(Supplied passage):
--- begin ---

I dashed back to Bryan's, and Dave (who has an injuried eye--he might startle you if you weren't expecting it--he makes up for that disfigurement with a quick smile and laugh; I like the guy...and I appreciate it when God places physically non-perfect people in my path. He continues to teach me not to judge by outward apperances or get 'grossed out' because someone has something wrong with them. I just hope Dave didn't see the reaction I had when I first saw him...I fail miserably on this front and I am ashamed of myself for it.) loaded roll #2. I strapped it in like Jose had shown me and left again.
After unloading that one, I headed out again...after filling a five gallon bucket three times and carrying it around 100 yards to make sure Snip had water. The pump is no longer pumping water--even though it was sitting there and running! I have to do some research on that. (If anybody reading this has any idea what might be the problem, contact me! Please...I'm totally lost on this front. :})
At Smith's I picked up another 14 50 lb. sacks of pellets and one of chick feed...I was going to get 4 bags of mineral too...but they were out. Drummer Dude, Redneck 1 (who I hadn't realized was so short! It's been a while since I've seen him) and Redneck 3 loaded my truck. Redneck 3 seems to be a real nice kid--he smiles an awful lot...
I got to our place, swept out the garage (I remembered Mama! :D), unloaded six of the bags of pellets and left again. I got over here, unloaded feed, chased calves, filled up Snip's water tank a bit more (the cows can get water out of the creek, so I'm not too worried about them), got something to drink myself, fed cows with Katherine's help, then fed Snip, the cats (I only saw Shadow), and the chicks. By now I was really hungry...three measely prunes at 2:30 don't exactly qualify as a filling snack and it was almost 6.
We (the first shift, Katherine, Granddaddy, and I) ate shortly after I came in. I really tried not to shovel...something I'm really bad at when I'm starving. And that pretty much sums up my day...it was busy, exciting, and even distressing to some extent...I have to figure out what to do about the pump...but I'll worry about that tomorrow!
Until next time, enjoy laughing at (and with) me!
The hen coop is well underway. We didn't finish today because we ran out of wire and I thought we'd wait and ask Mama a few questions before we continued. Anyway, here are the pictures from today's adventure.
What we started with...
My tape measure doesn't have a lock swtich on it, so I have to improvise. :)
We cut four strips of wire that were roughly 12.5 or 13 feet long...
Then we laid them out like this over the 'ridge' pipe...
And wired them down...
This was probably the trickiest part. Katie gamely undertook to hold the 12' 2" PVC ridge poll up while I wired it to the top of the triangle. She managed to get this really good shot of herself after I had the first end wired.
Wiring the opposite end.
For me, this was the most uncomfortable part...I'm fine up a ladder so long as it has NO wiggle. Here it was a tad jiggly, so I had Katherine steady it for me. She's terrible cute with her glasses on the top of her head!
"Don't lean over TOO far, Racheal..." I was wiring to the middle sections of the triangle.
This isn't a very good shot of what we finished with, but it'll have to do. As you can see, the ends are open--we still have to rig that up somehow; more wire of course. I have some plastic stuff, but I'm not sure that won't get used in the horse trailer...
And in closing, how about a picture of a lovely old oak?
Well, we pretty much got the rooster coop done today! I have pictures to prove it...
This is what we started with this morning...wire on three sides and the top wire hanging down inside.

--- end ---

(Extracted information):

--- begin ---

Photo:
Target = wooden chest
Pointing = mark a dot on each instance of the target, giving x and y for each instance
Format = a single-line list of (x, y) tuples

--- end ---
--- begin ---

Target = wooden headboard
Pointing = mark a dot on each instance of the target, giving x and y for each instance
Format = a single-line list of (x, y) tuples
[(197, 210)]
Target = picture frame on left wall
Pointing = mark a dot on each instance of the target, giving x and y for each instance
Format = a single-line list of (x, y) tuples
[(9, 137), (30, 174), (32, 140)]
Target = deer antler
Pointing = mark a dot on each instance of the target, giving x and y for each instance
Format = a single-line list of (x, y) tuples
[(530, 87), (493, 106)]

--- end ---

(Requirement 1):
Translate this sentence from the farm blog post into Spanish: "We didn't finish today because we ran out of wire and I thought we'd wait and ask Mama a few questions before we continued."
(Requirement 2):
Please write the next few sentences of the farm blog post, picking up after its final line.
The entries play no part here.

(Exercise output 1):
No terminamos hoy porque se nos acabó el alambre y pensé que esperaríamos para hacerle algunas preguntas a Mamá antes de continuar.

(Exercise output 2):
We added a few more support bars and then started putting the wire back on. We had to patch it some, but it worked fine!
So....I was goofing off with the PVC pipe cutters. (Great tool, by the way!!)
Cutting pipe...I was sitting on a feed sack because the grass was still wet from the dew!
Drilling holes in the ends of support pipes.
Inside the coop...I was talking to Katherine.
Ah, there she is!
Cutting a piece of chicken wire to patch the side.
Katherine 'sewing' the sides where the different peices of chicken wire came together. (That is my uncle's boat in the back-ground...)
The finished project!! (Minus however I'm going to practically close the 'door'--the end facing you.)
The state of our hands...mine are a tad more scratched up than Katherine's.
So this one really has nothing to do with chicken coops... :P
It is just the author...having fun!
No pictures tonight...but more words. :)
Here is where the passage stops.